### BRANO SCELTO ###

Quello che sapevamo, prima della premiere e delle proiezioni per stampa, è che “Una battaglia dopo l’altra” è un film liberamente ispirato a “Vineland“, un romanzo che Thomas Pynchon ha pubblicato negli USA nel 1990 e che è giunto in Italia edito da Einaudi l’anno successivo. Thomas Pynchon è uno dei massimi esponenti della narrativa post moderna, tanto che molti lo avrebbero insignito del Premio Nobel per la Letteratura. Pynchon scrisse “Vineland” per voler adoperare una revisione della società americana durante gli anni di Ronald Reagan attraverso la storia di personaggi particolarmente eccentrici. Un libro folle, intriso di satira pungente e da un’ironia corrosiva, difficilmente trasportabile su grande schermo a giudizio di molti.

###

#### IL COMPITO
Trascrivi per intero il brano scelto, senza cambiare nemmeno una parola.

### RIGHE ARCHIVIATE ###

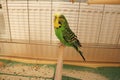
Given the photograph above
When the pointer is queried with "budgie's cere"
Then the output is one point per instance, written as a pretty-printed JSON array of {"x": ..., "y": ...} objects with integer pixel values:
[{"x": 65, "y": 34}]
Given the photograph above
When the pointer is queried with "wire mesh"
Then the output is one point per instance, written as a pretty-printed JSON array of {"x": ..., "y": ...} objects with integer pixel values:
[
  {"x": 31, "y": 21},
  {"x": 28, "y": 23}
]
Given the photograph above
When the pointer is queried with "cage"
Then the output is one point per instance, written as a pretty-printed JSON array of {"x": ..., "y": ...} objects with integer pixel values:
[{"x": 27, "y": 35}]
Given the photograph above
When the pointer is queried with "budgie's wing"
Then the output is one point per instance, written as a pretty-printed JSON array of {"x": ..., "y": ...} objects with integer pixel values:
[{"x": 71, "y": 39}]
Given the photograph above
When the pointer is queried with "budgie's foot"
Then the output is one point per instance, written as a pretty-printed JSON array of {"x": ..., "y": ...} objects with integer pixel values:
[{"x": 60, "y": 44}]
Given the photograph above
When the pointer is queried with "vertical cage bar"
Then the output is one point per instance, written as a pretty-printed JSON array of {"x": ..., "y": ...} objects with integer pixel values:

###

#### SOLUZIONE PROPOSTA
Quello che sapevamo, prima della premiere e delle proiezioni per stampa, è che “Una battaglia dopo l’altra” è un film liberamente ispirato a “Vineland“, un romanzo che Thomas Pynchon ha pubblicato negli USA nel 1990 e che è giunto in Italia edito da Einaudi l’anno successivo. Thomas Pynchon è uno dei massimi esponenti della narrativa post moderna, tanto che molti lo avrebbero insignito del Premio Nobel per la Letteratura. Pynchon scrisse “Vineland” per voler adoperare una revisione della società americana durante gli anni di Ronald Reagan attraverso la storia di personaggi particolarmente eccentrici. Un libro folle, intriso di satira pungente e da un’ironia corrosiva, difficilmente trasportabile su grande schermo a giudizio di molti.